> _Given passage_
──────────────────────────────
TURN Meeting No.12 Report


TURN Project Management Staff
An onscreen scene from the streamed event

“TURN Meeting” is a series of talks which feature different guests each time.
TURN Meeting No.12, held on Sunday, November 29, was held online like the previous one.

The theme for this meeting was “What is “Deaf Culture”? Conversing with the hands?” We explored the world of communication with and among deaf people; a combination of methods including sign language, facial expression, and movement of the whole body which creates a rich “language.” Together with guests Hideaki Nasu, an actor/sign language news anchor, Shuwa Friends representative Monkey Takano, and sign language interpreters Yumiko “Ra-chan” Takashima, we considered a form of communication whose approaches and delights differ from conversation through sound.

We report on the proceedings, which involved discussions on a variety of forms of
communication and methods of expression.

■An exercise in diverse accessibility

In response to the pandemic, this meeting was also held online as previous. In a continuation from the previous event, which was an experiment in how to provide a rich level of accessibility on one screen, the room was filled with a flurry of different “languages.”
──────────────────────────────
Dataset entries
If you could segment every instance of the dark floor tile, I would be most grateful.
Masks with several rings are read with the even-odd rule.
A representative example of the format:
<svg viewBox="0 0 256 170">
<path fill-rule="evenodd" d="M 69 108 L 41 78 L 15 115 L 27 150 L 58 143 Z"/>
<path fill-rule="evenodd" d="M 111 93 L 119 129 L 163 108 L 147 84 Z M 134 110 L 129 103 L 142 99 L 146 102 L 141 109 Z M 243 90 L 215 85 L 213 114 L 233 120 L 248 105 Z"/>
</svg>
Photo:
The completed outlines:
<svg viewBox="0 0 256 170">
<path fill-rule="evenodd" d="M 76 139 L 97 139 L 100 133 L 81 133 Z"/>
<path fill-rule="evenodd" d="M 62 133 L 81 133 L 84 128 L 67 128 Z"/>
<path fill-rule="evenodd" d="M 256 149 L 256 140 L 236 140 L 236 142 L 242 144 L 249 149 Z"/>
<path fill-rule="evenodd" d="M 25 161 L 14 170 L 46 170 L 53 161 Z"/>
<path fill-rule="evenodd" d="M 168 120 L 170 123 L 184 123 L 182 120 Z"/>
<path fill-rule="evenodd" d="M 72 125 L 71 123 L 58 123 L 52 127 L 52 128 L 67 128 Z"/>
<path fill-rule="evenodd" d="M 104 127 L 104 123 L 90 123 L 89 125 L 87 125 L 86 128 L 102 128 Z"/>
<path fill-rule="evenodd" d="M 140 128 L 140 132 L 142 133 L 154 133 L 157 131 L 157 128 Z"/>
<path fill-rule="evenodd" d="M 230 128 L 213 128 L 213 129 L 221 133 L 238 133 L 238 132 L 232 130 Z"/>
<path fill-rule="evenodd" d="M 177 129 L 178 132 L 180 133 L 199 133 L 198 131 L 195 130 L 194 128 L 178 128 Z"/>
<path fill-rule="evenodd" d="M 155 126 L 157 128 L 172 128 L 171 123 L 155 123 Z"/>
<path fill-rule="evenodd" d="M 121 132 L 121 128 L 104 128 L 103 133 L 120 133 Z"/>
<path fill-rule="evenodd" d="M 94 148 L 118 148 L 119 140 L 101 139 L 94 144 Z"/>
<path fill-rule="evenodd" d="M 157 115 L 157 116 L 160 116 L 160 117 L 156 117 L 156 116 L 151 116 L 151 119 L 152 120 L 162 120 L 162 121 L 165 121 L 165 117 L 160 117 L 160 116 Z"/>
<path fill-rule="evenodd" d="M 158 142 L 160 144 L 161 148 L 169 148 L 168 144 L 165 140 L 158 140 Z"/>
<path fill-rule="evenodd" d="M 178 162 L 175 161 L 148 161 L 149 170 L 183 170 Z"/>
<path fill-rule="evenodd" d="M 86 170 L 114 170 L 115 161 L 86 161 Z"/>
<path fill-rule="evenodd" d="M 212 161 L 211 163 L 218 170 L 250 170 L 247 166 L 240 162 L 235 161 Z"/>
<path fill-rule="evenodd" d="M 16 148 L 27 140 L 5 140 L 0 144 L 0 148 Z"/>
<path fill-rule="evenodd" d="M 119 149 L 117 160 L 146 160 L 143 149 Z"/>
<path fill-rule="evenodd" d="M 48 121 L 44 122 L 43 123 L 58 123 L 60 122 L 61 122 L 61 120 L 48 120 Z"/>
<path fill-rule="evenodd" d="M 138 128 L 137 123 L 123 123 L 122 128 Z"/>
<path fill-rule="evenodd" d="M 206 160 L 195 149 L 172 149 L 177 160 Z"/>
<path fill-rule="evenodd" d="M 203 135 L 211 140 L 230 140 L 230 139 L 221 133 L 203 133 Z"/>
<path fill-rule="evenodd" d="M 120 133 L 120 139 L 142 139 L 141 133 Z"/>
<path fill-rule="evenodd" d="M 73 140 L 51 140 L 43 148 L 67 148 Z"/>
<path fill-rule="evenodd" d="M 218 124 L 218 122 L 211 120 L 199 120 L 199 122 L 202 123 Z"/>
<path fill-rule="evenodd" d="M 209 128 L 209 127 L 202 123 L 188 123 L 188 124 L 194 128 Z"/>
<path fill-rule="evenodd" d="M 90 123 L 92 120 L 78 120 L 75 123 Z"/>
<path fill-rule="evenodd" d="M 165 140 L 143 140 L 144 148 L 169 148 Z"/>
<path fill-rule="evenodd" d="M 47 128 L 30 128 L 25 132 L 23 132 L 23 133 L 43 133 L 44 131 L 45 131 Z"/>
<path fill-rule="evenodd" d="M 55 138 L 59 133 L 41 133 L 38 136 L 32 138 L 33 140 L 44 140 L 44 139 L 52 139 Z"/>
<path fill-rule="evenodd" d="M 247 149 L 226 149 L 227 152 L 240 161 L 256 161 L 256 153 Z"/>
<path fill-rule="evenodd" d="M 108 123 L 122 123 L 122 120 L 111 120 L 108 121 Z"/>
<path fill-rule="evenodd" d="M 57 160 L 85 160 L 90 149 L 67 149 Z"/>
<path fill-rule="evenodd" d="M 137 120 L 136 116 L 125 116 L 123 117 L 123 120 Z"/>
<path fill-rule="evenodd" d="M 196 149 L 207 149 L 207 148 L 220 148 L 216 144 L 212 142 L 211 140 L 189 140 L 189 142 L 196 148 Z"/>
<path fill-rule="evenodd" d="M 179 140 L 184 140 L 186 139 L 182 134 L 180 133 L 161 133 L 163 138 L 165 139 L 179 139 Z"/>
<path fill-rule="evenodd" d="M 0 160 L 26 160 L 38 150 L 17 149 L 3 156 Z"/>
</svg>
──────────────────────────────
> _Activities_
A: List the methods of communication that the TURN Meeting No.12 report says combine to form the "language" of deaf people.
B: Copy the TURN Meeting No.12 report word for word, between "The theme for" and "conversation through sound.", inclusive.
C: According to the TURN Meeting No.12 report, why was this meeting held online?

> _Responses per task_
A:
- Sign language
- Facial expression
- Movement of the whole body

B:
The theme for this meeting was “What is “Deaf Culture”? Conversing with the hands?” We explored the world of communication with and among deaf people; a combination of methods including sign language, facial expression, and movement of the whole body which creates a rich “language.” Together with guests Hideaki Nasu, an actor/sign language news anchor, Shuwa Friends representative Monkey Takano, and sign language interpreters Yumiko “Ra-chan” Takashima, we considered a form of communication whose approaches and delights differ from conversation through sound.

C: It was held online in response to the pandemic, as the previous meeting had been.